Exercise material:
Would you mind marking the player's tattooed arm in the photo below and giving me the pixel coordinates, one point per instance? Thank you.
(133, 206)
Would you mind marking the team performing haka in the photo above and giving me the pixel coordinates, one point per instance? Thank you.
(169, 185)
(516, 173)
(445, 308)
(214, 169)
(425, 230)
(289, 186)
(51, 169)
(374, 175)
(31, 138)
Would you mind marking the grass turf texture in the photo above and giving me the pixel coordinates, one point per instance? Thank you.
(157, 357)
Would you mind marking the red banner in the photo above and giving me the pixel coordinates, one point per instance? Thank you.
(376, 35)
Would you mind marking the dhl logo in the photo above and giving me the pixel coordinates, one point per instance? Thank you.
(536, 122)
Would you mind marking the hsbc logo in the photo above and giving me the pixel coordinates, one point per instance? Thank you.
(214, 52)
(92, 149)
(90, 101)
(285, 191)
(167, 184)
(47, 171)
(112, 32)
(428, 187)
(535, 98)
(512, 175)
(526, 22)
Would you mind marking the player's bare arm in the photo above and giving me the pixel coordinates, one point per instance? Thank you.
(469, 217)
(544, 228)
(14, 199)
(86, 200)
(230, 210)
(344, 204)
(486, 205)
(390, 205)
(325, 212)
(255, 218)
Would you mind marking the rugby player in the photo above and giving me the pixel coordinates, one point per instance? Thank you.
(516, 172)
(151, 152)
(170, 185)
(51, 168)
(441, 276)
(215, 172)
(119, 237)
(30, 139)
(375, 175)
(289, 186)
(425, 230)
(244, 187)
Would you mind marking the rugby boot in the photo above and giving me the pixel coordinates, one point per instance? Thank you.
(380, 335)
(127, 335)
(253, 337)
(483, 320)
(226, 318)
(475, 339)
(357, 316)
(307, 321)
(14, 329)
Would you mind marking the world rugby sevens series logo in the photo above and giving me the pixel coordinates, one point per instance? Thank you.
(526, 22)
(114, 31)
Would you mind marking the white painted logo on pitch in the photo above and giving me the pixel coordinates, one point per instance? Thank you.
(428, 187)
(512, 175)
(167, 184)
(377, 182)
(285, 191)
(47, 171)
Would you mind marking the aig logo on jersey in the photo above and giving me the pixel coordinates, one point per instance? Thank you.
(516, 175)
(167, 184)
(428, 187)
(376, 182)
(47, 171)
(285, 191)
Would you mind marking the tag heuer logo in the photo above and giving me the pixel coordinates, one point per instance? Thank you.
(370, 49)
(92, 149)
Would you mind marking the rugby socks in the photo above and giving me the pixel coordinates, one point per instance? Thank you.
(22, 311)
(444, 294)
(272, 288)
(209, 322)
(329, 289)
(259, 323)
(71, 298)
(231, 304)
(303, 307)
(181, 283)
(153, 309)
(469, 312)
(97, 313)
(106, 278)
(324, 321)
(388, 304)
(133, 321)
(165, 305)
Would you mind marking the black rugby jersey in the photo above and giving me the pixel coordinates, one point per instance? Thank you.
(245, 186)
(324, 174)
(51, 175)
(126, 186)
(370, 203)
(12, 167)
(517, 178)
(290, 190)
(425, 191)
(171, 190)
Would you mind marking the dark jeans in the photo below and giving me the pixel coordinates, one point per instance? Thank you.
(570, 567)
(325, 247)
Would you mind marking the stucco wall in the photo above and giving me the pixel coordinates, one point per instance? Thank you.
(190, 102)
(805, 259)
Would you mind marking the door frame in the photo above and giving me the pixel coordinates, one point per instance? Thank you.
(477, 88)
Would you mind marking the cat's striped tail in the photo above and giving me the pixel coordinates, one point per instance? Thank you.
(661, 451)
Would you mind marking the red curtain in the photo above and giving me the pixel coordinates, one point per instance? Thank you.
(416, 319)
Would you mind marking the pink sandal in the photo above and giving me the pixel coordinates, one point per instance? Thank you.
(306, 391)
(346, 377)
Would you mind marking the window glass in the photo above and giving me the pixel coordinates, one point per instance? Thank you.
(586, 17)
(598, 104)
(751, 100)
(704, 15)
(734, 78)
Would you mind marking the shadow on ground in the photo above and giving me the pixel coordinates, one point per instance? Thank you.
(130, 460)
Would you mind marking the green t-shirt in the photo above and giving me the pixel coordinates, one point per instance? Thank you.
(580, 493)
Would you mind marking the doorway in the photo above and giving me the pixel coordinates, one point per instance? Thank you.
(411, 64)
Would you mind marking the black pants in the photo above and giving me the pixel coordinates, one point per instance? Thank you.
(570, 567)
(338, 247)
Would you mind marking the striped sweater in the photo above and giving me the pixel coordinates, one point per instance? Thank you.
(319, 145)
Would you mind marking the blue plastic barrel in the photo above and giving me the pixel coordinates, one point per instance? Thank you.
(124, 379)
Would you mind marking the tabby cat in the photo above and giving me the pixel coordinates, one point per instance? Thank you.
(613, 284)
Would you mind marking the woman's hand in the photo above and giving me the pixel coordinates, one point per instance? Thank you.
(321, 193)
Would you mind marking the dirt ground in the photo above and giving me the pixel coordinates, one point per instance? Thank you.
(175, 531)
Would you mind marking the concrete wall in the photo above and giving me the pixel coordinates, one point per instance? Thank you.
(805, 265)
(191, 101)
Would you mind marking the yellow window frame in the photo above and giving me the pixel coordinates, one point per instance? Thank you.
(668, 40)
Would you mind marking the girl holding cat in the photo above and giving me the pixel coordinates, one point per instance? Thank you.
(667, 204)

Instructions for the task:
Transcribe the material in full, exactly as it is given.

Result for this task:
Would you mind marking the player's tattooed arm in the photo below and giving me the pixel coordinates, one point per instance? Thank you.
(133, 206)
Would you mind marking the team performing haka in the photo above and giving me the pixel coordinates, one point per instance? Thank you.
(169, 185)
(516, 173)
(445, 308)
(214, 169)
(425, 230)
(289, 186)
(51, 169)
(374, 175)
(31, 138)
Would you mind marking the grass turf texture in the photo above and giving me the pixel coordinates, one point per instance? Thank you.
(157, 357)
Would you mind marking the red banner in the photo above and giving me the pixel coordinates, one point per instance? Thank you.
(376, 35)
Would you mind marking the dhl logo in the photo above and giving me the pixel coordinates, one point per instance? Thank you.
(536, 122)
Would you mind marking the hsbc logo in the photo above and giving me the pixel coordinates, one point per instance? Thank you.
(214, 52)
(92, 149)
(90, 101)
(285, 191)
(167, 184)
(47, 171)
(112, 32)
(428, 187)
(535, 98)
(512, 175)
(526, 22)
Would you mind marking the player's bare arm in the photo above and giving me the pixel coordinates, one point per instance? Thank you.
(469, 217)
(544, 228)
(14, 199)
(86, 200)
(230, 210)
(344, 204)
(486, 205)
(390, 205)
(325, 212)
(255, 218)
Would you mind marking the rugby player in the photo above and giving me the pixel coordinates, one point per instance? Thank you.
(516, 172)
(151, 152)
(170, 185)
(51, 168)
(441, 276)
(215, 172)
(119, 237)
(30, 139)
(375, 175)
(289, 186)
(425, 230)
(244, 187)
Would you mind marking the rugby boot in the photo above and giving me the pixel coordinates, one point per instance? Thank you.
(380, 335)
(127, 335)
(253, 337)
(483, 320)
(226, 318)
(475, 339)
(357, 316)
(307, 321)
(14, 329)
Would you mind marking the world rugby sevens series logo in the photo above and giving me the pixel coordinates, one point per instance? Thank you.
(526, 22)
(114, 31)
Would you mind marking the white painted logo on pitch in the photo above and giving me the pixel coordinates, one point per instance? Thank you.
(428, 187)
(512, 175)
(167, 184)
(377, 182)
(285, 191)
(47, 171)
Would you mind marking the aig logo on jersey in the photo above and giving me the pixel coordinates, one point per instance? Thank you.
(516, 175)
(167, 184)
(428, 187)
(376, 182)
(47, 171)
(285, 191)
Would you mind marking the tag heuer logo in the photo above and giving me the pixel coordinates, one point per instance? Thank you.
(370, 49)
(92, 149)
Would you mind marking the rugby socks in the photo above and giving me the pixel coordinates, one point per instance? Thank you.
(22, 311)
(444, 294)
(272, 288)
(209, 322)
(329, 289)
(259, 323)
(71, 298)
(231, 304)
(303, 307)
(181, 283)
(153, 309)
(469, 312)
(97, 313)
(106, 278)
(324, 321)
(388, 304)
(133, 321)
(165, 305)
Would you mind marking the black rugby jersey in the photo above and giving me the pixel coordinates, one point per instance? Thank you.
(245, 186)
(324, 174)
(51, 175)
(126, 186)
(370, 203)
(12, 167)
(517, 178)
(290, 190)
(425, 191)
(171, 190)
Would you mind marking the dark jeans in the photo below and giving me the pixel coordinates, one point per instance? Thank you.
(570, 567)
(325, 247)
Would you mind marking the stucco wall in the photo above and giving me the pixel coordinates, one point per instance? Thank you.
(190, 102)
(805, 259)
Would you mind marking the door frame in the photo above and giving me the pixel coordinates, one point per instance? Thank you.
(477, 88)
Would you mind marking the cat's striped tail in the photo above and giving me the pixel coordinates, one point per instance? Thank you.
(661, 451)
Would you mind marking the red curtain in the photo above and giving me the pixel coordinates, one point per instance? Thank you.
(416, 319)
Would you mind marking the pink sandal in the photo above and giving me the pixel coordinates, one point per instance? Thank you.
(306, 391)
(346, 377)
Would you mind marking the window glass in the photo above and giving me the pixel coordinates, one point per instance? Thank you.
(586, 17)
(598, 104)
(751, 100)
(704, 15)
(734, 78)
Would you mind marking the shadow on ground in the photo above and giving me the pixel coordinates, one point per instance? Thank you.
(130, 460)
Would you mind marking the green t-shirt in the photo above and giving me the pixel coordinates, one point per instance? Thank you.
(580, 493)
Would you mind marking the doorway in the photo above and giving me the pixel coordinates, one point per instance? Thank you.
(411, 64)
Would you mind marking the black pants in the photo above and giving me the pixel coordinates, one point per instance? Thank you.
(570, 567)
(338, 247)
Would you mind marking the striped sweater in the photo above and giving me the pixel coordinates, one point per instance? Thank you.
(319, 145)
Would you mind marking the blue plastic barrel in the photo above and giving me the pixel coordinates, one point per instance? Thank you.
(124, 379)
Would you mind marking the tabby cat in the photo above and giving me the pixel coordinates, one point per instance? Thank you.
(613, 284)
Would you mind marking the woman's hand in the photo above and giving me the pixel coordinates, one point per instance? Thank you.
(321, 193)
Would you mind marking the dirt ground in the photo above and giving me the pixel coordinates, one point per instance? Thank you.
(175, 531)
Would you mind marking the concrete wall in the photo above and giving me the pixel coordinates, one point per instance? Thank you.
(805, 265)
(191, 101)
Would you mind marking the yellow window frame in the photo above and giving me the pixel coordinates, one point per instance? Thank you.
(668, 40)
Would you mind marking the girl holding cat in the photo above and giving me the pixel coordinates, one point per instance? Thank you.
(667, 204)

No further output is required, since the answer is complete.